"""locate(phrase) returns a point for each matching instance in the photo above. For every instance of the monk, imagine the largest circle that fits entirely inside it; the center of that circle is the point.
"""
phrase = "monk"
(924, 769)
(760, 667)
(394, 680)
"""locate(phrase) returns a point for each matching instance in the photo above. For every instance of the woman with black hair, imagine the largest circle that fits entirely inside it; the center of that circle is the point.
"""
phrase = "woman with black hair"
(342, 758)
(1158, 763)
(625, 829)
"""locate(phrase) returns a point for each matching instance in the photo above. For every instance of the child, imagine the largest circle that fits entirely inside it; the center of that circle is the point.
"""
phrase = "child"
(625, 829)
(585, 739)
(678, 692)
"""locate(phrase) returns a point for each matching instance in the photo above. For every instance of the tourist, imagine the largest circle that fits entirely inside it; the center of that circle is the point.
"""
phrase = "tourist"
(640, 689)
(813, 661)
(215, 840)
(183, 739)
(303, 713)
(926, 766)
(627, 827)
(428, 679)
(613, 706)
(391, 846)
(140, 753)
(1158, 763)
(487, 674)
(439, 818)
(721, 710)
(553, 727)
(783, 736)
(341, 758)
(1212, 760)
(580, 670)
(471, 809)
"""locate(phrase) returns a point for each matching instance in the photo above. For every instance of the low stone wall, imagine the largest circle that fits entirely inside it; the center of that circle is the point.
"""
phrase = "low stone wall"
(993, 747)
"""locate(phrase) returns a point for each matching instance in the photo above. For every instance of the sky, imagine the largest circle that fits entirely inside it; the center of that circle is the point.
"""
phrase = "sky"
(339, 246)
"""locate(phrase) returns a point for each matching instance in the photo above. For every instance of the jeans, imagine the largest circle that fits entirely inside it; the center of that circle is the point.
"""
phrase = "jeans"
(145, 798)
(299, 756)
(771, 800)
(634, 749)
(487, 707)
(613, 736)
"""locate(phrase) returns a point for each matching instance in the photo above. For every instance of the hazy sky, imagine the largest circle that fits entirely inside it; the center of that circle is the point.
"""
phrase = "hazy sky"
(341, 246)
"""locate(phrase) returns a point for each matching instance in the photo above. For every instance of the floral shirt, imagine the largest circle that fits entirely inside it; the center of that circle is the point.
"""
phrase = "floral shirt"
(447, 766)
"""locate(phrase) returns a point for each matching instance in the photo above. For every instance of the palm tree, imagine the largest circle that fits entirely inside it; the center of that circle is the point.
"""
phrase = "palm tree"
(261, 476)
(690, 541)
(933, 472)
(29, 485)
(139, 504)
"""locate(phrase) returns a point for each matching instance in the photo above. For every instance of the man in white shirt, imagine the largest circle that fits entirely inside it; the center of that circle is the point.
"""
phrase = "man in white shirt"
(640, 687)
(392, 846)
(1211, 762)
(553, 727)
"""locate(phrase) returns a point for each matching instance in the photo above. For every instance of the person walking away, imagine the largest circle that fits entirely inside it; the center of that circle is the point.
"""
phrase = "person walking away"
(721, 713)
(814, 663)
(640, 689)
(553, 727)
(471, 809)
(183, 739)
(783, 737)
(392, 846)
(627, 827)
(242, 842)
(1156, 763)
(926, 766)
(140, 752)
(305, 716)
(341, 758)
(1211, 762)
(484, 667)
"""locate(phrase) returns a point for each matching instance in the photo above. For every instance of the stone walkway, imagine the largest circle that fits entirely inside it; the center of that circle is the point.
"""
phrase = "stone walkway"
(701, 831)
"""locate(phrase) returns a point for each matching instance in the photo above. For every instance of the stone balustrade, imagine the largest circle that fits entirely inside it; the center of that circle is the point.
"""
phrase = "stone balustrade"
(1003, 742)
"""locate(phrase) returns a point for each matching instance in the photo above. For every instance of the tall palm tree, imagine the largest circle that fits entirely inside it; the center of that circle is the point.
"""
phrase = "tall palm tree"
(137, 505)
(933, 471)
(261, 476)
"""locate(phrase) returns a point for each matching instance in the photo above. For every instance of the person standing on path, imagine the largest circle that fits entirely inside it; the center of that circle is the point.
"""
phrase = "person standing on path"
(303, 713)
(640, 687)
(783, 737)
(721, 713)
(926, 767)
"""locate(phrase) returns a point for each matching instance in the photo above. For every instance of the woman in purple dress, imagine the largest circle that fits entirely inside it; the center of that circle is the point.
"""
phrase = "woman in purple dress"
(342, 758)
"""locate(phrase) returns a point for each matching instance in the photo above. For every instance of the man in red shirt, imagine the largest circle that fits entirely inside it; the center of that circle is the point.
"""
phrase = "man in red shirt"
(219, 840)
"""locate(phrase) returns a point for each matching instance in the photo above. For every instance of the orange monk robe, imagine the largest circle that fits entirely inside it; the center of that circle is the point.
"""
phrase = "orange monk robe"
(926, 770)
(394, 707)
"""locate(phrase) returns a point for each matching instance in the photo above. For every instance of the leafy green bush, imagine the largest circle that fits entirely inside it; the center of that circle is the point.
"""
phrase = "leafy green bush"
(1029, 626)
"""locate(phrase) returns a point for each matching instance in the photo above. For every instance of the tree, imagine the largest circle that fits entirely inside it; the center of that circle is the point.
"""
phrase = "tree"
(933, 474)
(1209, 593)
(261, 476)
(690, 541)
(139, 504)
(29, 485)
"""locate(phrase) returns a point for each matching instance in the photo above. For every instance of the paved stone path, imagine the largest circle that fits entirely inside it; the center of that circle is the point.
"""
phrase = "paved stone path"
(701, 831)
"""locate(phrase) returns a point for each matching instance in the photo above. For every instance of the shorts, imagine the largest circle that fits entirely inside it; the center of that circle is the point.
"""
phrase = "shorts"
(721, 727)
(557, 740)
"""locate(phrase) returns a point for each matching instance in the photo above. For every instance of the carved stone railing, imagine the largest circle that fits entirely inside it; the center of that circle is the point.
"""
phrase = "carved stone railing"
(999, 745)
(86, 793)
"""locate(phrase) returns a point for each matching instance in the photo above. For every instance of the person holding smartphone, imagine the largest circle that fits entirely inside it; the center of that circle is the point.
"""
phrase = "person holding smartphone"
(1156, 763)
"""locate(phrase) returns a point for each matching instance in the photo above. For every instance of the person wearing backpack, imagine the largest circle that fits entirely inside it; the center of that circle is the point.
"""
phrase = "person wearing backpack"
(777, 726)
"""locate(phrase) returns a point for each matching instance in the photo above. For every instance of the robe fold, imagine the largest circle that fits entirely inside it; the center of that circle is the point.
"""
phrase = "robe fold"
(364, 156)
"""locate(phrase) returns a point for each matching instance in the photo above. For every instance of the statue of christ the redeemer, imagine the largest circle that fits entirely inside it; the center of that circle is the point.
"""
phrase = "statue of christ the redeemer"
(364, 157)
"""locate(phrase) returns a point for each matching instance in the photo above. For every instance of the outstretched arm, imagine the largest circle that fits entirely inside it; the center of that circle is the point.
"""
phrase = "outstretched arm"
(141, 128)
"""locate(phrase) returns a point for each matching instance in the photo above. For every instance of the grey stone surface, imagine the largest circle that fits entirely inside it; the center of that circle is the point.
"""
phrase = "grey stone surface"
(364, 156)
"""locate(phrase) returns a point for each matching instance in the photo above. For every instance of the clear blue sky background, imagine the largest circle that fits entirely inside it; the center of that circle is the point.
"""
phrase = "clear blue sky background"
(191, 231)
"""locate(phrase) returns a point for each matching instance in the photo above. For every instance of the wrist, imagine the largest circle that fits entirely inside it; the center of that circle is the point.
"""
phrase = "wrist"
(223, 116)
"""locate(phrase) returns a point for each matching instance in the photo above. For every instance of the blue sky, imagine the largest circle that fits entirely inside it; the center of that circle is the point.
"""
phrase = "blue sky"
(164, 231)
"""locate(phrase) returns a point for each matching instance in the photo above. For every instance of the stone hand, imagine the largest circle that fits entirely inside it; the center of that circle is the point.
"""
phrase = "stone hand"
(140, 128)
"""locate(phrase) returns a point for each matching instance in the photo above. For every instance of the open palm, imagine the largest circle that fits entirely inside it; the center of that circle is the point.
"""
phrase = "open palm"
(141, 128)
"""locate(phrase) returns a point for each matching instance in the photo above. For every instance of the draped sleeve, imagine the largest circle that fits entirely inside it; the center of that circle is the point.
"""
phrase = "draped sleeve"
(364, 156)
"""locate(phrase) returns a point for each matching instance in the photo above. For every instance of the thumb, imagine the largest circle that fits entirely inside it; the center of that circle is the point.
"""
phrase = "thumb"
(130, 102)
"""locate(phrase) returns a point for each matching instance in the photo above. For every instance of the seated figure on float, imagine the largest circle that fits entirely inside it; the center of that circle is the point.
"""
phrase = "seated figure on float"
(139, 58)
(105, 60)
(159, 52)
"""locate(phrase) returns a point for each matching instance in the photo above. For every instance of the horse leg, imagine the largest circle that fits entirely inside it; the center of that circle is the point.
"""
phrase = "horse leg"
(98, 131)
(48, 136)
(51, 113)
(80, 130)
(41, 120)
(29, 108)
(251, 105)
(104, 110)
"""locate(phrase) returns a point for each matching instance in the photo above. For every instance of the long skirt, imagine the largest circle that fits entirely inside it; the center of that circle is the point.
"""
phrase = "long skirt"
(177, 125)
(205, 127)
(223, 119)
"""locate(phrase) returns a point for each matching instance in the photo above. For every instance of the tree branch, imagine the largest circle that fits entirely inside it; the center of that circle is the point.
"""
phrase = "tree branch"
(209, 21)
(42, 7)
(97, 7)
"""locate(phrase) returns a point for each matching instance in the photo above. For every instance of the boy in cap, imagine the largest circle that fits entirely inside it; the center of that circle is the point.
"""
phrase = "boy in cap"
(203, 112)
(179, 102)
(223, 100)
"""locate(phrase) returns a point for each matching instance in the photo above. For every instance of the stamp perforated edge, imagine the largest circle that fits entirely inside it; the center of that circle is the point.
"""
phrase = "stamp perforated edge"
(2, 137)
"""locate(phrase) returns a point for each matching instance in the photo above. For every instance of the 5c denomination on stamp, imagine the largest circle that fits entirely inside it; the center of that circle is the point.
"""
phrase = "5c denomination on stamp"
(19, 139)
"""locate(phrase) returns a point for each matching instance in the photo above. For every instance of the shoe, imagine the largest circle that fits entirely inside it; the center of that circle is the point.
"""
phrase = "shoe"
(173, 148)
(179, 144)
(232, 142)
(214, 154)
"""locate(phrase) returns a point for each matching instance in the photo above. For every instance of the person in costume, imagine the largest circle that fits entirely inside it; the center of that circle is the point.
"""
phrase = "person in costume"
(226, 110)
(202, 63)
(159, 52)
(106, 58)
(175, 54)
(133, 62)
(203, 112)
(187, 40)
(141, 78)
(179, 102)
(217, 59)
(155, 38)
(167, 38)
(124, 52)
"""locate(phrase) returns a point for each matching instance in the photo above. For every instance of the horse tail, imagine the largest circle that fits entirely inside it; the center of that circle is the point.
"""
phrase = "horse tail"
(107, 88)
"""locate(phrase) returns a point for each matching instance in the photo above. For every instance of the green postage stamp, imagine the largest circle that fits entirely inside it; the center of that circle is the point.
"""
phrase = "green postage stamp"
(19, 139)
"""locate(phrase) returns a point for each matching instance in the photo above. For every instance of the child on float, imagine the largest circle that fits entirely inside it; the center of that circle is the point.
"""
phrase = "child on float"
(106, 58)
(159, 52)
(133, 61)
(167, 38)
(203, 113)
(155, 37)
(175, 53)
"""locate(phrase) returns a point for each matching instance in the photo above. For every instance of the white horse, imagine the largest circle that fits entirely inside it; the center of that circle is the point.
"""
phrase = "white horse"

Prompt -
Could you give again exactly the lines from the line containing "the shoe, imagine" through the final line of the data above, and no others?

Correct output -
"""locate(phrase) returns a point for each matching instance in the photo above. For every instance of the shoe, imagine the largest circle that fits entirely inside it; the center of that circle is the point.
"""
phrase = "shoe"
(173, 148)
(179, 144)
(232, 142)
(214, 154)
"""locate(phrase) returns a point for each matching instance in the photo above. For every instance of the person in costume, imagine the largest circle that fits entirely inside it; the center of that circle is the point.
"""
phrase = "person in costume"
(226, 110)
(202, 63)
(159, 52)
(106, 58)
(175, 54)
(133, 62)
(203, 112)
(187, 40)
(141, 78)
(179, 102)
(217, 59)
(155, 38)
(167, 38)
(124, 52)
"""locate(phrase) returns a point for each matching instance in the photo above. For every instance of the horse tail, imagine the largest circle that fits entirely inside it; the center of that circle is the point.
"""
phrase = "horse tail"
(107, 88)
"""locate(phrase) returns a point for each matching instance in the photo above. For every instance of the green postage stamp, imagine the largest circle that fits entirely inside it; the center of that circle is the point.
"""
phrase = "green postage stamp"
(19, 139)
"""locate(phrase) returns a point for each matching instance in the photo above. For every instance of the child on float, imagine the largest circle that fits entirely inside it; the center of that circle is the point.
"""
phrase = "child on float"
(106, 58)
(159, 52)
(133, 61)
(167, 38)
(203, 113)
(155, 37)
(175, 53)
"""locate(phrase) returns a point for each matching instance in the photo above. For every instance of the white horse, imagine the largest circle that fits entirely inside it; the center of that circle is the point.
"""
phrase = "white horse"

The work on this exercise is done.